### SUPPLIED MATERIAL
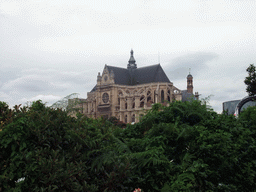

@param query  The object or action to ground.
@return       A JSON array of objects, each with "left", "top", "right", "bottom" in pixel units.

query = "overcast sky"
[{"left": 0, "top": 0, "right": 256, "bottom": 112}]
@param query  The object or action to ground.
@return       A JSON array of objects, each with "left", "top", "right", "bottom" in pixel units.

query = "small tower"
[
  {"left": 127, "top": 50, "right": 137, "bottom": 69},
  {"left": 97, "top": 72, "right": 102, "bottom": 85},
  {"left": 187, "top": 69, "right": 193, "bottom": 94}
]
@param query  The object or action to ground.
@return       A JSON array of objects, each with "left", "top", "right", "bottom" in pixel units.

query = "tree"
[{"left": 244, "top": 64, "right": 256, "bottom": 96}]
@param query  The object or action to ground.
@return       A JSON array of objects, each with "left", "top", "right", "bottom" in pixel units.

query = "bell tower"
[
  {"left": 127, "top": 50, "right": 137, "bottom": 69},
  {"left": 187, "top": 69, "right": 193, "bottom": 94}
]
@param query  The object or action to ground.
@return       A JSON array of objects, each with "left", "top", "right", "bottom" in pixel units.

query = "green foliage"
[
  {"left": 244, "top": 64, "right": 256, "bottom": 96},
  {"left": 0, "top": 101, "right": 256, "bottom": 192}
]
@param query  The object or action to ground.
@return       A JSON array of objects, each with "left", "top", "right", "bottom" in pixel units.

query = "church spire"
[{"left": 127, "top": 50, "right": 137, "bottom": 69}]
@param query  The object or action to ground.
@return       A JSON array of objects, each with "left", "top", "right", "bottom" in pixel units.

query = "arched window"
[
  {"left": 161, "top": 90, "right": 164, "bottom": 103},
  {"left": 167, "top": 90, "right": 171, "bottom": 102},
  {"left": 132, "top": 114, "right": 135, "bottom": 122}
]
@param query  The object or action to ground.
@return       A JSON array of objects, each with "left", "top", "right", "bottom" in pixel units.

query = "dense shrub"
[{"left": 0, "top": 101, "right": 256, "bottom": 192}]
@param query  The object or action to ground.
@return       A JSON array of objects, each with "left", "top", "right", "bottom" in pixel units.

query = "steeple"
[
  {"left": 187, "top": 68, "right": 193, "bottom": 94},
  {"left": 127, "top": 50, "right": 137, "bottom": 69}
]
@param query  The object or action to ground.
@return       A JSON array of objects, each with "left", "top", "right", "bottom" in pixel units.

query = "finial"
[{"left": 131, "top": 49, "right": 133, "bottom": 56}]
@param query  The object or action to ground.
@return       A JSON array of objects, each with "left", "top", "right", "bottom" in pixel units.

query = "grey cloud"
[{"left": 165, "top": 52, "right": 219, "bottom": 80}]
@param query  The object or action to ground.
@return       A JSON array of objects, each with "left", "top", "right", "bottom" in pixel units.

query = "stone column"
[
  {"left": 120, "top": 97, "right": 125, "bottom": 111},
  {"left": 120, "top": 97, "right": 125, "bottom": 122},
  {"left": 127, "top": 97, "right": 132, "bottom": 110},
  {"left": 135, "top": 95, "right": 140, "bottom": 110}
]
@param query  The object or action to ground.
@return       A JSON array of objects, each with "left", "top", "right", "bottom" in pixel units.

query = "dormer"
[{"left": 101, "top": 65, "right": 115, "bottom": 85}]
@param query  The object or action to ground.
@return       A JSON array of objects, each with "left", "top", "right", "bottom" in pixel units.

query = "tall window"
[
  {"left": 161, "top": 90, "right": 164, "bottom": 103},
  {"left": 140, "top": 96, "right": 144, "bottom": 107},
  {"left": 132, "top": 114, "right": 135, "bottom": 122},
  {"left": 124, "top": 115, "right": 127, "bottom": 123}
]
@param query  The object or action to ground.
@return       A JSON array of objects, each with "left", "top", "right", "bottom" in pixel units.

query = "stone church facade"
[{"left": 71, "top": 50, "right": 198, "bottom": 123}]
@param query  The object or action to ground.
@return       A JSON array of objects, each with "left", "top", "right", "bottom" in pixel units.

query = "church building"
[{"left": 69, "top": 50, "right": 199, "bottom": 123}]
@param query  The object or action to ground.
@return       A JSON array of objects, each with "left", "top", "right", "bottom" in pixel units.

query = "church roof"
[
  {"left": 91, "top": 50, "right": 170, "bottom": 92},
  {"left": 134, "top": 64, "right": 170, "bottom": 84},
  {"left": 107, "top": 64, "right": 170, "bottom": 85},
  {"left": 181, "top": 90, "right": 195, "bottom": 102}
]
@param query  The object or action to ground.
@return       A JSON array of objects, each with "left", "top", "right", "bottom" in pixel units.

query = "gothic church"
[{"left": 71, "top": 50, "right": 199, "bottom": 123}]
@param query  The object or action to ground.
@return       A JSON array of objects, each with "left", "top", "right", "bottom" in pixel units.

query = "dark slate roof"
[
  {"left": 134, "top": 64, "right": 170, "bottom": 84},
  {"left": 91, "top": 64, "right": 170, "bottom": 92},
  {"left": 107, "top": 65, "right": 131, "bottom": 85},
  {"left": 181, "top": 90, "right": 195, "bottom": 102},
  {"left": 107, "top": 64, "right": 170, "bottom": 85}
]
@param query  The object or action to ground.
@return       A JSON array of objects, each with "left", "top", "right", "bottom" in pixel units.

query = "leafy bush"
[{"left": 0, "top": 101, "right": 256, "bottom": 192}]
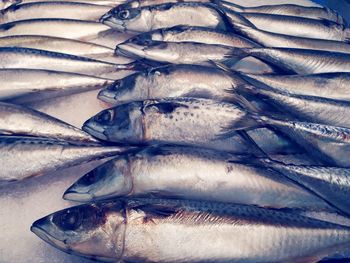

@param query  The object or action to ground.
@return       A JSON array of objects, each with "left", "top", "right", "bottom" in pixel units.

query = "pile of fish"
[{"left": 0, "top": 0, "right": 350, "bottom": 263}]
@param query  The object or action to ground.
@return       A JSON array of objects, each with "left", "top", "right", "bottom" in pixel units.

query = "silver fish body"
[
  {"left": 0, "top": 18, "right": 109, "bottom": 39},
  {"left": 0, "top": 69, "right": 113, "bottom": 103},
  {"left": 31, "top": 199, "right": 350, "bottom": 263},
  {"left": 239, "top": 86, "right": 350, "bottom": 128},
  {"left": 220, "top": 1, "right": 346, "bottom": 24},
  {"left": 101, "top": 3, "right": 230, "bottom": 32},
  {"left": 64, "top": 147, "right": 327, "bottom": 212},
  {"left": 234, "top": 24, "right": 350, "bottom": 53},
  {"left": 116, "top": 39, "right": 237, "bottom": 65},
  {"left": 0, "top": 47, "right": 133, "bottom": 76},
  {"left": 242, "top": 13, "right": 350, "bottom": 41},
  {"left": 83, "top": 98, "right": 258, "bottom": 153},
  {"left": 242, "top": 72, "right": 350, "bottom": 101},
  {"left": 0, "top": 102, "right": 97, "bottom": 143},
  {"left": 134, "top": 26, "right": 259, "bottom": 48},
  {"left": 98, "top": 65, "right": 246, "bottom": 104},
  {"left": 242, "top": 48, "right": 350, "bottom": 74},
  {"left": 0, "top": 35, "right": 119, "bottom": 62},
  {"left": 0, "top": 136, "right": 127, "bottom": 183},
  {"left": 0, "top": 1, "right": 111, "bottom": 24}
]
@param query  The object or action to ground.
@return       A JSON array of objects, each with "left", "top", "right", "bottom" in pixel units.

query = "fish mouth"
[
  {"left": 97, "top": 89, "right": 116, "bottom": 104},
  {"left": 82, "top": 122, "right": 108, "bottom": 141},
  {"left": 115, "top": 43, "right": 145, "bottom": 58}
]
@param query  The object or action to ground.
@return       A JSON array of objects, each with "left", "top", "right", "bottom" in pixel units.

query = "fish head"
[
  {"left": 116, "top": 34, "right": 181, "bottom": 62},
  {"left": 31, "top": 201, "right": 125, "bottom": 261},
  {"left": 83, "top": 101, "right": 143, "bottom": 143},
  {"left": 98, "top": 72, "right": 148, "bottom": 104},
  {"left": 63, "top": 155, "right": 133, "bottom": 202},
  {"left": 100, "top": 6, "right": 151, "bottom": 32}
]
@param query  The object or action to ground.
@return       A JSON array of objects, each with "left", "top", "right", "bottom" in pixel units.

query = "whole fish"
[
  {"left": 0, "top": 18, "right": 109, "bottom": 39},
  {"left": 64, "top": 147, "right": 327, "bottom": 212},
  {"left": 242, "top": 13, "right": 350, "bottom": 42},
  {"left": 115, "top": 36, "right": 239, "bottom": 65},
  {"left": 0, "top": 1, "right": 111, "bottom": 24},
  {"left": 31, "top": 199, "right": 350, "bottom": 263},
  {"left": 0, "top": 102, "right": 97, "bottom": 142},
  {"left": 101, "top": 3, "right": 231, "bottom": 32},
  {"left": 0, "top": 69, "right": 114, "bottom": 103},
  {"left": 220, "top": 1, "right": 346, "bottom": 24},
  {"left": 0, "top": 35, "right": 121, "bottom": 62},
  {"left": 129, "top": 26, "right": 259, "bottom": 48},
  {"left": 262, "top": 162, "right": 350, "bottom": 217},
  {"left": 241, "top": 72, "right": 350, "bottom": 101},
  {"left": 253, "top": 115, "right": 350, "bottom": 167},
  {"left": 98, "top": 65, "right": 246, "bottom": 104},
  {"left": 0, "top": 136, "right": 127, "bottom": 184},
  {"left": 0, "top": 47, "right": 136, "bottom": 76},
  {"left": 83, "top": 98, "right": 255, "bottom": 153},
  {"left": 232, "top": 48, "right": 350, "bottom": 74},
  {"left": 234, "top": 23, "right": 350, "bottom": 53},
  {"left": 238, "top": 85, "right": 350, "bottom": 128}
]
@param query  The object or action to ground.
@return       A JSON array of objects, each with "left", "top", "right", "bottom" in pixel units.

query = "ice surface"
[{"left": 0, "top": 0, "right": 340, "bottom": 263}]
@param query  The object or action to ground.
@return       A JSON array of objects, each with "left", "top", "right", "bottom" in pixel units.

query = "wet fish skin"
[
  {"left": 98, "top": 65, "right": 246, "bottom": 104},
  {"left": 0, "top": 18, "right": 110, "bottom": 40},
  {"left": 115, "top": 36, "right": 237, "bottom": 65},
  {"left": 83, "top": 98, "right": 258, "bottom": 153},
  {"left": 31, "top": 199, "right": 350, "bottom": 263},
  {"left": 241, "top": 72, "right": 350, "bottom": 101},
  {"left": 0, "top": 136, "right": 127, "bottom": 184},
  {"left": 0, "top": 102, "right": 97, "bottom": 143},
  {"left": 234, "top": 24, "right": 350, "bottom": 53},
  {"left": 240, "top": 85, "right": 350, "bottom": 128},
  {"left": 134, "top": 26, "right": 260, "bottom": 48},
  {"left": 64, "top": 147, "right": 327, "bottom": 210},
  {"left": 0, "top": 1, "right": 111, "bottom": 24},
  {"left": 100, "top": 3, "right": 231, "bottom": 33},
  {"left": 239, "top": 48, "right": 350, "bottom": 75},
  {"left": 0, "top": 47, "right": 135, "bottom": 76},
  {"left": 0, "top": 69, "right": 114, "bottom": 104},
  {"left": 220, "top": 1, "right": 346, "bottom": 24},
  {"left": 242, "top": 13, "right": 350, "bottom": 42}
]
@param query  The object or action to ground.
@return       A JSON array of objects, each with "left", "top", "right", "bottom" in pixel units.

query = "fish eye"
[
  {"left": 53, "top": 209, "right": 83, "bottom": 230},
  {"left": 95, "top": 110, "right": 113, "bottom": 123},
  {"left": 118, "top": 10, "right": 130, "bottom": 19}
]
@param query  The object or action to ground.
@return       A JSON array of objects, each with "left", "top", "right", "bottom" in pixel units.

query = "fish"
[
  {"left": 234, "top": 23, "right": 350, "bottom": 53},
  {"left": 266, "top": 161, "right": 350, "bottom": 218},
  {"left": 63, "top": 147, "right": 327, "bottom": 210},
  {"left": 0, "top": 136, "right": 128, "bottom": 185},
  {"left": 31, "top": 199, "right": 350, "bottom": 263},
  {"left": 98, "top": 64, "right": 247, "bottom": 105},
  {"left": 115, "top": 36, "right": 240, "bottom": 65},
  {"left": 253, "top": 115, "right": 350, "bottom": 168},
  {"left": 0, "top": 47, "right": 136, "bottom": 76},
  {"left": 231, "top": 48, "right": 350, "bottom": 75},
  {"left": 241, "top": 13, "right": 350, "bottom": 42},
  {"left": 236, "top": 85, "right": 350, "bottom": 128},
  {"left": 0, "top": 1, "right": 111, "bottom": 24},
  {"left": 220, "top": 1, "right": 346, "bottom": 24},
  {"left": 83, "top": 98, "right": 255, "bottom": 153},
  {"left": 241, "top": 72, "right": 350, "bottom": 101},
  {"left": 0, "top": 35, "right": 131, "bottom": 63},
  {"left": 0, "top": 102, "right": 98, "bottom": 143},
  {"left": 0, "top": 18, "right": 110, "bottom": 40},
  {"left": 100, "top": 2, "right": 231, "bottom": 33},
  {"left": 129, "top": 26, "right": 260, "bottom": 48},
  {"left": 0, "top": 69, "right": 114, "bottom": 104},
  {"left": 0, "top": 0, "right": 22, "bottom": 10}
]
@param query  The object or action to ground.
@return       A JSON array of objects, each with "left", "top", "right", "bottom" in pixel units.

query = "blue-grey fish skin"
[{"left": 31, "top": 199, "right": 350, "bottom": 263}]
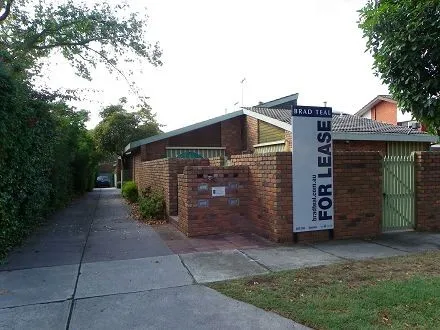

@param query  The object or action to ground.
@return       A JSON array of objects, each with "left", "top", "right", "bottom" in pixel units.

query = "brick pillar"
[
  {"left": 415, "top": 151, "right": 440, "bottom": 231},
  {"left": 221, "top": 117, "right": 243, "bottom": 157}
]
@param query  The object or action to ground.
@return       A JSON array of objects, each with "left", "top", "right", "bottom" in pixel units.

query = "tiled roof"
[{"left": 247, "top": 107, "right": 426, "bottom": 134}]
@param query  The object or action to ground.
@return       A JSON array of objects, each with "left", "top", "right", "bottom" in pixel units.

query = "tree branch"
[
  {"left": 83, "top": 45, "right": 137, "bottom": 94},
  {"left": 33, "top": 38, "right": 102, "bottom": 50},
  {"left": 0, "top": 0, "right": 14, "bottom": 22}
]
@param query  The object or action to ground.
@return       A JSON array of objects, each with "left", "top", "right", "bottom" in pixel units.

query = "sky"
[{"left": 39, "top": 0, "right": 398, "bottom": 131}]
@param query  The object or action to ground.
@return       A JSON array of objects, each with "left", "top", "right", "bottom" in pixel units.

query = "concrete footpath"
[
  {"left": 0, "top": 189, "right": 440, "bottom": 330},
  {"left": 0, "top": 189, "right": 304, "bottom": 330}
]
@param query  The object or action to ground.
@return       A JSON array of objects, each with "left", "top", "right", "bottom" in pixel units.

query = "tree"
[
  {"left": 359, "top": 0, "right": 440, "bottom": 135},
  {"left": 0, "top": 0, "right": 13, "bottom": 22},
  {"left": 94, "top": 102, "right": 160, "bottom": 156},
  {"left": 0, "top": 0, "right": 162, "bottom": 79}
]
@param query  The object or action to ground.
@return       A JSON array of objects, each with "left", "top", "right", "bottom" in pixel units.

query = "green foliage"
[
  {"left": 94, "top": 104, "right": 160, "bottom": 156},
  {"left": 139, "top": 191, "right": 165, "bottom": 220},
  {"left": 122, "top": 181, "right": 138, "bottom": 203},
  {"left": 0, "top": 62, "right": 97, "bottom": 256},
  {"left": 0, "top": 0, "right": 162, "bottom": 79},
  {"left": 359, "top": 0, "right": 440, "bottom": 133}
]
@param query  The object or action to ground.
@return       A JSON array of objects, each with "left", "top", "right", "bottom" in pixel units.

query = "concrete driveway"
[{"left": 0, "top": 189, "right": 302, "bottom": 330}]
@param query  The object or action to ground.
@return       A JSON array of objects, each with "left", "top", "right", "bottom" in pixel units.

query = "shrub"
[
  {"left": 122, "top": 181, "right": 138, "bottom": 203},
  {"left": 139, "top": 192, "right": 165, "bottom": 220}
]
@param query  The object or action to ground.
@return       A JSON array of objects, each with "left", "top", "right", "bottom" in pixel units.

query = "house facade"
[
  {"left": 120, "top": 95, "right": 436, "bottom": 242},
  {"left": 124, "top": 103, "right": 436, "bottom": 173}
]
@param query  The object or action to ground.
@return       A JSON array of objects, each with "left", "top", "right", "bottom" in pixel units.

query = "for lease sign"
[{"left": 292, "top": 105, "right": 333, "bottom": 232}]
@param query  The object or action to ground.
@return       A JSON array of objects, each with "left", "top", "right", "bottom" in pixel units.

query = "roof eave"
[
  {"left": 354, "top": 96, "right": 397, "bottom": 117},
  {"left": 255, "top": 93, "right": 299, "bottom": 108},
  {"left": 124, "top": 110, "right": 243, "bottom": 153},
  {"left": 243, "top": 109, "right": 437, "bottom": 143},
  {"left": 332, "top": 132, "right": 437, "bottom": 143}
]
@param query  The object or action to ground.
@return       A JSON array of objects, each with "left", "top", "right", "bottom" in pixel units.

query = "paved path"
[{"left": 0, "top": 189, "right": 302, "bottom": 330}]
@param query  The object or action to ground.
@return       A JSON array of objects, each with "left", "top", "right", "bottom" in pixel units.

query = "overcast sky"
[{"left": 40, "top": 0, "right": 388, "bottom": 131}]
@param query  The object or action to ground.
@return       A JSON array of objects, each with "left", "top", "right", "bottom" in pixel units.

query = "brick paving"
[{"left": 153, "top": 224, "right": 276, "bottom": 254}]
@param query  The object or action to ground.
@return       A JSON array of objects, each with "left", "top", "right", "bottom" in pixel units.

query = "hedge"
[{"left": 0, "top": 62, "right": 97, "bottom": 257}]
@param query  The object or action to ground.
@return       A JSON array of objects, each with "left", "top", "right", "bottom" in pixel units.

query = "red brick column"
[
  {"left": 333, "top": 151, "right": 383, "bottom": 239},
  {"left": 221, "top": 116, "right": 243, "bottom": 156},
  {"left": 415, "top": 151, "right": 440, "bottom": 231},
  {"left": 245, "top": 116, "right": 258, "bottom": 153}
]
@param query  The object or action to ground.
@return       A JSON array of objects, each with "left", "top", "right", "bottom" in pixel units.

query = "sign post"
[{"left": 292, "top": 105, "right": 334, "bottom": 233}]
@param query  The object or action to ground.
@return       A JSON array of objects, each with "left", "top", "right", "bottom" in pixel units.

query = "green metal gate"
[{"left": 382, "top": 154, "right": 415, "bottom": 231}]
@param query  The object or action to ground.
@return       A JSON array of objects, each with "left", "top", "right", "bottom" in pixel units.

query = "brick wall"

### YOUR TASK
Identify every line in the records above that contains the string "grey", and copy each such line in full. Treat the match as case-sensitive.

### TASK RESULT
query = "grey cloud"
query = "blue-grey fish skin"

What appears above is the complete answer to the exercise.